Task statement | Retyping all the entries exactly is the whole task.

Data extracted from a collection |
# # # # #

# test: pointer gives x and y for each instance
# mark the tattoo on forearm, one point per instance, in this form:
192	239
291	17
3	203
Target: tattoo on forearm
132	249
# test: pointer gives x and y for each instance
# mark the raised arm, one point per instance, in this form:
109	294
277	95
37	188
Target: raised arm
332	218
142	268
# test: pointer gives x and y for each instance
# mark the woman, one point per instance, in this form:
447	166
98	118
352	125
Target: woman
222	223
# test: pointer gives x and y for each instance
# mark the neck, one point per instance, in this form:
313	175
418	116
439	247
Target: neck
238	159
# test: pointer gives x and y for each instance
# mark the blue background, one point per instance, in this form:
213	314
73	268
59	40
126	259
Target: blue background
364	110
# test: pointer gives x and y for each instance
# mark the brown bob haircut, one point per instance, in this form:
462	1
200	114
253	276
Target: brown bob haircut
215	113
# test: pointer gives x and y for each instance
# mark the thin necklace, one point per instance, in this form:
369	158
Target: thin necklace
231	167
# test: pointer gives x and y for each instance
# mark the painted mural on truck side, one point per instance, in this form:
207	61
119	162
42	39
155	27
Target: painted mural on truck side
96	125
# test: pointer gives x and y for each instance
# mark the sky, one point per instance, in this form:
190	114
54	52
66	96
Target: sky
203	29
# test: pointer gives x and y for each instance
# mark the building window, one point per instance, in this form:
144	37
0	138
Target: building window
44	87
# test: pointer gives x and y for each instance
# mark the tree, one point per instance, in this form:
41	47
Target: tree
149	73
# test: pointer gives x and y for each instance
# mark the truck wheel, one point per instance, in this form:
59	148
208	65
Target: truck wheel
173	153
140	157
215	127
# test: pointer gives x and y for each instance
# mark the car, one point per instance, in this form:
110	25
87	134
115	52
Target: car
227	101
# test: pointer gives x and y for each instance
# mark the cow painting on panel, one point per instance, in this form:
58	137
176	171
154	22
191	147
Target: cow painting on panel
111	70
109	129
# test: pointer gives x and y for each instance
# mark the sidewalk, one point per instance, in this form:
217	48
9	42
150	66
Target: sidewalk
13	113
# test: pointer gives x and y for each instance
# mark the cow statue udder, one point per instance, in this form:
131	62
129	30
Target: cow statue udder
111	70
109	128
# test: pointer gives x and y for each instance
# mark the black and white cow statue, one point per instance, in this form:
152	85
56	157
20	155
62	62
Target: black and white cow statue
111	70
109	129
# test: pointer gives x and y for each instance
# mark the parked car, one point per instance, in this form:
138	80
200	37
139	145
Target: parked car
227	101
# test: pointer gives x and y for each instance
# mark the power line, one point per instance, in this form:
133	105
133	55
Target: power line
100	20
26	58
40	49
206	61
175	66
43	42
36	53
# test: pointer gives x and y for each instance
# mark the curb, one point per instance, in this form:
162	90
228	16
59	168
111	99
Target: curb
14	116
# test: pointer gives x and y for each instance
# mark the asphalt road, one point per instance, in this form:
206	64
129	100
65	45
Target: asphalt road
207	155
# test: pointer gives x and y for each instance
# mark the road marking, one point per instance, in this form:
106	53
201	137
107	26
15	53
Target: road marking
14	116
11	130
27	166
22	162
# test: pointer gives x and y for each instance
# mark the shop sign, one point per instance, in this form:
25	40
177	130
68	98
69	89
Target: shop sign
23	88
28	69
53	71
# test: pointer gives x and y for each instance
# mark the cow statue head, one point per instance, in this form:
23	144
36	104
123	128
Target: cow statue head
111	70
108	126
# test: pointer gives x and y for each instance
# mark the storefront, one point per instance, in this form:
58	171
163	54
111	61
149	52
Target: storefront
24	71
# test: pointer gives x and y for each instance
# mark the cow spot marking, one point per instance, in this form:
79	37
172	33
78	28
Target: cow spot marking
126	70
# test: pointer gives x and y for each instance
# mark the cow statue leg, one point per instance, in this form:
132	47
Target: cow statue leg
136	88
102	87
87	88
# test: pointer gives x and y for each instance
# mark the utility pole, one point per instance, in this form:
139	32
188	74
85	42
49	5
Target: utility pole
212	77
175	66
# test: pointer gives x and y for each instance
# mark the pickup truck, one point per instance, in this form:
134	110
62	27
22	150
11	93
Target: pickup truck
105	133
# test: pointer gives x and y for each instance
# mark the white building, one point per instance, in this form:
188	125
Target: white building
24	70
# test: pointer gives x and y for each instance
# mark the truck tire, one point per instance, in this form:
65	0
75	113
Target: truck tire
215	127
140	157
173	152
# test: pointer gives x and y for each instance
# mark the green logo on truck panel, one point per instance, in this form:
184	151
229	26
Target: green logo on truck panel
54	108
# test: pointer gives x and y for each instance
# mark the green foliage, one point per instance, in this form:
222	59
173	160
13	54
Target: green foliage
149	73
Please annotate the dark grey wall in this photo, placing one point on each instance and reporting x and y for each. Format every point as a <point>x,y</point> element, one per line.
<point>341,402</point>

# # # # #

Finished exercise |
# test: pointer gives x and y for each instance
# mark the tattoo on forearm, one point per instance, in this form:
192	239
291	17
3	203
Target: tattoo on forearm
132	249
# test: pointer gives x and y for each instance
# mark the raised arm, one point per instance, in this form:
109	294
277	95
37	188
Target: raised arm
332	218
142	268
# test: pointer gives x and y for each instance
# mark the woman, one point per instance, in this form:
447	166
98	118
352	125
Target: woman
222	223
# test: pointer gives x and y for each instance
# mark the neck, one point per instance, in this form:
313	175
418	116
439	247
Target: neck
238	159
# test: pointer gives x and y for each instance
# mark the blue background, one point per instance, in this form:
213	314
73	268
59	40
126	259
Target: blue background
364	110
# test: pointer gives x and y for each instance
# mark the brown bob haircut, one point per instance, in this form:
462	1
200	114
253	276
Target: brown bob haircut
215	113
# test: pointer gives x and y for each instance
# mark the thin necklace, one point per instance, in this form:
369	158
Target: thin necklace
231	167
# test: pointer gives x and y for each instance
# mark the painted mural on truck side, one point per instance, in this form:
207	61
119	162
42	39
155	27
Target: painted mural on truck side
96	125
# test: pointer gives x and y for each instance
# mark the sky, one point per instance, in this form:
190	114
54	52
66	96
Target: sky
203	29
# test: pointer gives x and y for each instance
# mark the building window, one point per instance, in this form:
144	37
0	138
Target: building window
44	87
# test: pointer gives x and y for each instance
# mark the tree, one point per instance, in this form:
41	47
Target: tree
149	73
# test: pointer gives x and y for each instance
# mark the truck wheel, one point per instance, in this form:
59	148
208	65
Target: truck wheel
173	153
140	157
215	127
# test: pointer gives x and y for each instance
# mark the car, one point per instance, in this form:
110	25
87	134
115	52
Target: car
227	101
# test: pointer gives x and y for each instance
# mark the cow painting on panel, one point per instance, in this form:
58	137
176	171
154	22
191	147
Target: cow painting on panel
111	70
109	129
# test: pointer gives x and y for each instance
# mark the sidewalk, one point per instance, in this form:
217	48
9	42
150	66
Target: sidewalk
13	113
# test: pointer gives x and y for each instance
# mark the cow statue udder, one point per instance, in this form:
131	62
129	30
Target: cow statue udder
111	70
109	128
# test: pointer gives x and y for each instance
# mark the black and white cow statue, one point per instance, in this form:
152	85
56	157
20	155
62	62
Target: black and white cow statue
111	70
109	129
# test: pointer gives x and y for each instance
# mark the parked car, one point per instance, in this form:
138	80
200	37
139	145
Target: parked car
227	101
# test: pointer gives x and y for each instance
# mark the power line, one point per instance, in this form:
133	105
133	55
Target: power line
100	20
26	58
40	49
206	61
175	66
43	42
36	53
# test: pointer gives x and y for each instance
# mark the curb, one point per instance, in this form:
162	90
228	16
59	168
111	99
Target: curb
14	116
# test: pointer gives x and y for each instance
# mark the asphalt road, one point per instance, in this form:
206	64
129	100
65	45
Target: asphalt road
207	155
# test: pointer gives x and y for each instance
# mark the road marking, one point per instance, in this form:
106	53
201	137
107	26
15	53
Target: road marking
14	116
11	130
27	166
22	162
# test: pointer gives x and y for each instance
# mark the shop sign, one point per instance, in this form:
25	40
177	130
68	98
69	89
Target: shop sign
23	88
28	69
53	71
# test: pointer gives x and y for each instance
# mark the cow statue head, one point per instance, in this form:
23	144
36	104
123	128
Target: cow statue head
111	70
108	126
# test: pointer gives x and y for each instance
# mark the storefront, one point per instance, in this form:
58	171
163	54
111	61
149	52
Target: storefront
24	71
# test: pointer gives x and y for each instance
# mark the cow spot marking, one point per instance, in this form:
79	37
172	33
78	28
Target: cow spot marking
126	70
# test: pointer gives x and y for each instance
# mark the cow statue leg, one point per instance, in this form:
132	47
Target: cow statue leg
136	88
102	87
87	88
# test: pointer gives x and y for each instance
# mark the utility pole, one point per instance, in this form:
139	32
188	74
85	42
49	5
Target: utility pole
212	77
175	66
# test: pointer gives x and y for each instance
# mark the pickup truck, one point per instance, in this form:
134	110
62	27
22	150
11	93
Target: pickup truck
105	133
# test: pointer gives x and y for each instance
# mark the white building, one point per instance, in this form:
188	125
Target: white building
24	70
# test: pointer gives x and y for each instance
# mark the truck tire, one point per instance, in this form:
65	0
75	113
Target: truck tire
215	127
140	157
173	152
# test: pointer gives x and y for each instance
# mark the green logo on truck panel, one point per instance, in this form:
184	151
229	26
Target: green logo on truck panel
54	108
# test: pointer gives x and y for each instance
# mark the green foliage, one point per instance, in this form:
222	59
173	160
13	54
Target: green foliage
149	73
Please annotate the dark grey wall in this photo, placing one point on each instance and reporting x and y for each. Format every point as a <point>x,y</point> element, one per line.
<point>341,402</point>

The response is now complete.